記述課題 1:
以下の一覧から、文字列「scored」を含む行をすべて抜き出して返してください。大文字と小文字は区別されます。

出典抜粋:
======
2024年度入居分より、住宅ローン減税の対象となる「借入限度額」が変更になります。多くの場合は借入限度額が減ってしまうため、事実上の増税だという批判もありますが、政府はこの施策を「少子化対策の一環」と位置付けています。   本記事では、住宅ローン減税の変更内容を紹介します。

「住宅ローン減税」の制度変更内容を確認しよう

住宅ローン減税とは、正式には「住宅借入金等特別控除」といい、一定の条件を満たす場合、税務署に申請をすることによって「年末における住宅ローン残高(限度額あり)」の0.7%に相当する金額が、所得税・住民税から控除される制度のことです。
 
国民に広く活用されている制度ですが、2024年度入居分からは、この制度が活用できる「借入限度額」が図表1のように変更されます。
 
図表1

国土交通省 令和6年度住宅税制改正概要より筆者作成
 
2024年以降に住宅へ入居する場合は「長期優良住宅・低炭素住宅」「ZEH水準省エネ住宅」「省エネ基準適合住宅」についての「借入限度額」が500万円〜1000万円減少し、「その他の住宅」は減税の対象外となります。
 
一方で、政府は少子化対策のために「子育て世帯への支援強化」の必要性があるとして、「子育て世帯・若者夫婦世帯」を対象とする特例を設けています。
 
具体的には「子育て世帯・若者夫婦世帯」が住宅ローンを組む場合、「長期優良住宅・低炭素住宅」「ZEH水準省エネ住宅」「省エネ基準適合住宅」の借入限度額が2023年度の水準に維持されます。
======
課題用データ:
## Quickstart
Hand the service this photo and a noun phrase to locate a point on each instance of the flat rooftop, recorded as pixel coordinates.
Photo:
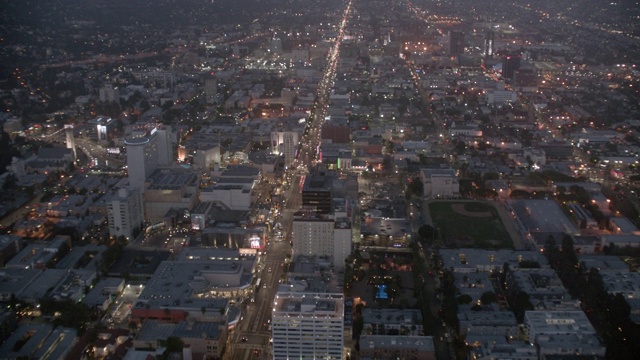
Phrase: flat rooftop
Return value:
(309, 305)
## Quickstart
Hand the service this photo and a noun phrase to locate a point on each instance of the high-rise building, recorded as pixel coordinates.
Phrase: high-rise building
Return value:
(489, 43)
(70, 140)
(510, 63)
(125, 213)
(323, 236)
(308, 326)
(317, 191)
(211, 89)
(456, 42)
(166, 155)
(142, 158)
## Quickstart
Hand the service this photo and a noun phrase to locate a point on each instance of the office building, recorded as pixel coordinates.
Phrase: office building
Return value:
(100, 129)
(489, 43)
(142, 158)
(70, 140)
(308, 326)
(108, 93)
(322, 236)
(562, 333)
(166, 153)
(317, 191)
(125, 213)
(439, 182)
(211, 89)
(510, 64)
(382, 347)
(456, 42)
(285, 143)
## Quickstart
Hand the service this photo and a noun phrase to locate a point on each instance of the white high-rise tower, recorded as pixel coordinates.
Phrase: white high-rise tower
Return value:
(70, 140)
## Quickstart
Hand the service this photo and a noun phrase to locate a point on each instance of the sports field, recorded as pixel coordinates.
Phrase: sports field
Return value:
(469, 224)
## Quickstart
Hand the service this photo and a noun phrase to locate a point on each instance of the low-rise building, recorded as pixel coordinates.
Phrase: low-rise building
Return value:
(439, 182)
(308, 326)
(562, 332)
(396, 347)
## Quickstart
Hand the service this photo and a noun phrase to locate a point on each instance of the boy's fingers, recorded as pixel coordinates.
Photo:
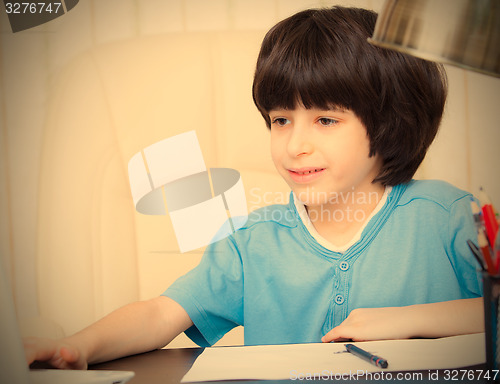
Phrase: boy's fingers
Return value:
(36, 349)
(53, 352)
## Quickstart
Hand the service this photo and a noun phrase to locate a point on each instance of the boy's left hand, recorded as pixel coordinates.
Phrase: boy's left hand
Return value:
(372, 324)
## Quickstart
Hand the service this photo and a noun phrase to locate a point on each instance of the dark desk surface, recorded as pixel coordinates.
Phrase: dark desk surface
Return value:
(163, 366)
(167, 366)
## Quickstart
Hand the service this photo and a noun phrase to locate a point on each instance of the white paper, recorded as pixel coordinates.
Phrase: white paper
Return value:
(324, 361)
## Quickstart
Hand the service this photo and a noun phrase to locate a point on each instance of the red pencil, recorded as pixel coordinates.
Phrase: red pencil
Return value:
(489, 217)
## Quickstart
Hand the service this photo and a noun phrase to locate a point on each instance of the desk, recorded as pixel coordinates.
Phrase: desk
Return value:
(168, 366)
(163, 366)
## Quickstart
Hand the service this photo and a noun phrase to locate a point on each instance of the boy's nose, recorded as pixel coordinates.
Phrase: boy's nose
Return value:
(299, 143)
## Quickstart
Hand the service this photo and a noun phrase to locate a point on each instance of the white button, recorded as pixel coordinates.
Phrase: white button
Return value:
(344, 265)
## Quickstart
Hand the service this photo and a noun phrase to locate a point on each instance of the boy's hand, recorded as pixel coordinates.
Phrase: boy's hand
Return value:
(447, 318)
(372, 324)
(57, 353)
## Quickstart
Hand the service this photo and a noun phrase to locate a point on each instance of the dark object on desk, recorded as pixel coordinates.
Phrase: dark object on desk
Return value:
(168, 366)
(375, 360)
(491, 308)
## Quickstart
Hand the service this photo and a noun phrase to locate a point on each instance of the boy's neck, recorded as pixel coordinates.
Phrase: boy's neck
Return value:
(339, 220)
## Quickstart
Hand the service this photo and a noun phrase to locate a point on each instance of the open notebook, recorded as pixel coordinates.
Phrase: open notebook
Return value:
(13, 366)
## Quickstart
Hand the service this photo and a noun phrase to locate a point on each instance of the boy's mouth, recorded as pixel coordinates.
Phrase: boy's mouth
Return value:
(305, 175)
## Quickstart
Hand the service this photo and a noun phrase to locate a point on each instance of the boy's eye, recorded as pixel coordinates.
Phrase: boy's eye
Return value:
(327, 121)
(280, 121)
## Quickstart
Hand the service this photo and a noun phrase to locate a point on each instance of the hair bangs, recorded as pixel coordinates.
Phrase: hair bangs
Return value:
(296, 73)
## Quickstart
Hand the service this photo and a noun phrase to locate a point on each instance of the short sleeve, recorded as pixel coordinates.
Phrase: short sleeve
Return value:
(461, 229)
(212, 293)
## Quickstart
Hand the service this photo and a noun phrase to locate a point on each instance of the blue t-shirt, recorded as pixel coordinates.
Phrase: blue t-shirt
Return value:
(275, 279)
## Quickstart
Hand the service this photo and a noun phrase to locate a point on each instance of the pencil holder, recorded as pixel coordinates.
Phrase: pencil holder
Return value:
(491, 308)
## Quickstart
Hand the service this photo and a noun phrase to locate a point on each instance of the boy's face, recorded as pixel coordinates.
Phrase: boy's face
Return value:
(323, 155)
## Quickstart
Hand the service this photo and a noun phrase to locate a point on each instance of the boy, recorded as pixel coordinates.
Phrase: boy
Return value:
(361, 251)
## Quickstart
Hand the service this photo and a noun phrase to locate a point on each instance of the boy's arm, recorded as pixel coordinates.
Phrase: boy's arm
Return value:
(134, 328)
(446, 318)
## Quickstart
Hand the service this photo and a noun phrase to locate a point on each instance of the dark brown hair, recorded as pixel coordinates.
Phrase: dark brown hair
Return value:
(321, 58)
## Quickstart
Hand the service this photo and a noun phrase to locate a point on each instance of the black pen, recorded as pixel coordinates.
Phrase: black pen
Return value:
(378, 361)
(477, 254)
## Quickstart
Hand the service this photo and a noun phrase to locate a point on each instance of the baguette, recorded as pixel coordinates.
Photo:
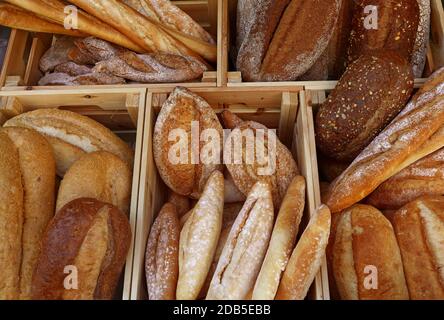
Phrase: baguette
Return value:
(162, 255)
(306, 259)
(91, 236)
(394, 149)
(199, 238)
(282, 241)
(419, 228)
(53, 10)
(14, 17)
(37, 166)
(11, 207)
(245, 248)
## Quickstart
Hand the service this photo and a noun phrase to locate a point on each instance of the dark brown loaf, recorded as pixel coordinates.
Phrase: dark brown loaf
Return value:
(397, 26)
(372, 91)
(91, 236)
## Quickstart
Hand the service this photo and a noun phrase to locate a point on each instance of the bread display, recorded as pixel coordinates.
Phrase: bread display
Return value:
(375, 89)
(282, 241)
(412, 131)
(178, 113)
(419, 228)
(199, 238)
(92, 238)
(367, 261)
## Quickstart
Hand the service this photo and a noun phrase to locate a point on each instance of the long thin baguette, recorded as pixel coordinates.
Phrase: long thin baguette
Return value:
(53, 10)
(14, 17)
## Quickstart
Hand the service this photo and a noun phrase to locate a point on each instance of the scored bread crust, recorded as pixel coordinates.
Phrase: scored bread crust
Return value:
(92, 236)
(75, 129)
(419, 228)
(99, 175)
(179, 110)
(11, 208)
(395, 147)
(37, 166)
(365, 238)
(282, 241)
(199, 238)
(162, 255)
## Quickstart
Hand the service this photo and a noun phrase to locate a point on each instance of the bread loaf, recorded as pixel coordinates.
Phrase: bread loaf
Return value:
(162, 255)
(372, 91)
(389, 25)
(366, 258)
(419, 228)
(199, 238)
(83, 253)
(395, 147)
(181, 109)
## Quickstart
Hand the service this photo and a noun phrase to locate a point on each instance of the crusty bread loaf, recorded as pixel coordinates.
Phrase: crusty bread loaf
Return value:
(366, 258)
(306, 259)
(71, 135)
(423, 178)
(162, 255)
(11, 217)
(83, 252)
(282, 241)
(199, 238)
(419, 228)
(98, 175)
(372, 91)
(245, 248)
(396, 147)
(177, 113)
(37, 167)
(280, 40)
(393, 26)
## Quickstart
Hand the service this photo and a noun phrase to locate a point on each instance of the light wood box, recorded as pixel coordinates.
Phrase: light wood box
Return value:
(277, 109)
(435, 52)
(21, 65)
(122, 110)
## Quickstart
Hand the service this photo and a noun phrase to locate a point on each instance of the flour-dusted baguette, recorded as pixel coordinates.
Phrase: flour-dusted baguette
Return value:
(280, 40)
(372, 91)
(199, 238)
(381, 24)
(179, 113)
(11, 208)
(83, 253)
(394, 148)
(423, 178)
(245, 248)
(306, 259)
(98, 175)
(366, 258)
(282, 241)
(419, 228)
(162, 255)
(72, 135)
(37, 172)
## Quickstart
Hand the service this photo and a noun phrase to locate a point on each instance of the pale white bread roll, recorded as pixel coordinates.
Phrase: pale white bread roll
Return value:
(282, 241)
(98, 175)
(11, 217)
(367, 262)
(71, 135)
(419, 228)
(245, 248)
(306, 259)
(199, 238)
(37, 166)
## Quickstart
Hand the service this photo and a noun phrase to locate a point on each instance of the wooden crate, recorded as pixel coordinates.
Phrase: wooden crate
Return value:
(274, 107)
(21, 71)
(435, 51)
(122, 110)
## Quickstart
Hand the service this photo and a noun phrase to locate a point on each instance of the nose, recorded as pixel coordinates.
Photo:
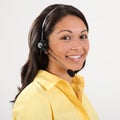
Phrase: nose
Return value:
(77, 45)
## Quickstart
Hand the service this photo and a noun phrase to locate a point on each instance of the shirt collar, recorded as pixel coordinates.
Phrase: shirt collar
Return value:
(48, 80)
======
記述課題 2:
上の住宅ローン減税の記事から、「国土交通省 令和6年度住宅税制改正概要より筆者作成」から「象とする特例を設けています。」までを、その両端の語句も含めて正確に書き写してください。

正しい結果 1:
Hand the service this photo and a noun phrase to locate a point on each instance of the scored bread crust, recorded as pixel coordinates.
Phrase: scored bread crust

正しい結果 2:
国土交通省 令和6年度住宅税制改正概要より筆者作成
 
2024年以降に住宅へ入居する場合は「長期優良住宅・低炭素住宅」「ZEH水準省エネ住宅」「省エネ基準適合住宅」についての「借入限度額」が500万円〜1000万円減少し、「その他の住宅」は減税の対象外となります。
 
一方で、政府は少子化対策のために「子育て世帯への支援強化」の必要性があるとして、「子育て世帯・若者夫婦世帯」を対象とする特例を設けています。